## Set exercise A
Answer these questions using the League Cup article:
(i) Which team did Celtic defeat in the final, and by what score?
(ii) What is used to decide fixtures that end in a draw?
(iii) Which four clubs enter the competition in the third round?
## Set exercise B
Reproduce word for word the passage of the League Cup article from "Fixtures are played" up to and including "the third round.".

# Document excerpt start

The 2014–15 Scottish League Cup was the 69th season of Scotland's second-most prestigious football knockout competition. It is also known as The Scottish League Cup presented by QTS for sponsorship reasons.

Celtic won the cup after a 2–0 win against Dundee United in the final.

Format
The competition was a single elimination knock-out competition. In each round, fixtures are determined by random draw, with the first to third rounds seeded according to last season's league positions (higher 50% of finishers drawn v lower 50% of finishers, alternating which is at home with each tie drawn).

Fixtures are played to a finish, with extra time and then penalties used in the event of draws. The competition is open to all clubs in the Scottish Professional Football League. Clubs involved in European competitions are given a bye to the third round to avoid congestion of fixtures. Celtic, Motherwell, Aberdeen and St Johnstone are the teams that will enter the third round.

# Document excerpt end
# Supplied records start

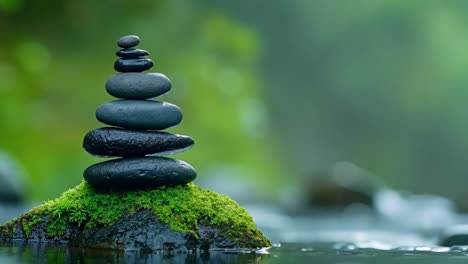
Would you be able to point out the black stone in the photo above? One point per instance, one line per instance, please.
(131, 53)
(138, 85)
(133, 65)
(129, 41)
(131, 143)
(139, 114)
(143, 173)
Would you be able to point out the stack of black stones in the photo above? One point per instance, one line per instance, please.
(136, 137)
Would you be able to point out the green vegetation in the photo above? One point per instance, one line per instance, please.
(184, 208)
(53, 76)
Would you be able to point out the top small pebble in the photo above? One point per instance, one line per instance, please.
(129, 41)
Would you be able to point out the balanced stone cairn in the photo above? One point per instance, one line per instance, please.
(136, 136)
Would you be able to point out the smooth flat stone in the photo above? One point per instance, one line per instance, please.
(456, 235)
(139, 114)
(133, 65)
(138, 85)
(129, 41)
(133, 143)
(143, 173)
(131, 53)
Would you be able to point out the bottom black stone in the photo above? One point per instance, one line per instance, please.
(144, 173)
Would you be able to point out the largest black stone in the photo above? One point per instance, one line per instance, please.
(118, 142)
(144, 173)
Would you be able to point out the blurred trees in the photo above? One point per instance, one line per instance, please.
(383, 84)
(55, 57)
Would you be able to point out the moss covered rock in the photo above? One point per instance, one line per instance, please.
(177, 218)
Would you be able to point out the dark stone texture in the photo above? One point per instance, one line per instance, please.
(131, 53)
(138, 85)
(143, 173)
(129, 41)
(140, 231)
(454, 236)
(133, 143)
(133, 65)
(139, 114)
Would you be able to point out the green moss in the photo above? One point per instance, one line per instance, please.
(184, 208)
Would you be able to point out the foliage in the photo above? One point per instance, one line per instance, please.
(55, 60)
(184, 208)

# Supplied records end

## Exercise answer A
(i) Dundee United, 2–0
(ii) Extra time and then penalties
(iii) Celtic, Motherwell, Aberdeen and St Johnstone

## Exercise answer B
Fixtures are played to a finish, with extra time and then penalties used in the event of draws. The competition is open to all clubs in the Scottish Professional Football League. Clubs involved in European competitions are given a bye to the third round to avoid congestion of fixtures. Celtic, Motherwell, Aberdeen and St Johnstone are the teams that will enter the third round.